— Assignment —
Gather each line containing the string "instance" from these entries.

— Data supplied —
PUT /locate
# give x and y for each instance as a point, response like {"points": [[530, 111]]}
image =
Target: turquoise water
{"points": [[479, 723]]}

--

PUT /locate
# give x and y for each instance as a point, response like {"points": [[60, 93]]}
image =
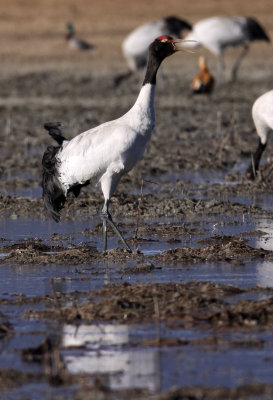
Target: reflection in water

— Task result —
# give x and y for each instance as a point, response like {"points": [[530, 111]]}
# give x and y for each instance as a point, response like {"points": [[60, 93]]}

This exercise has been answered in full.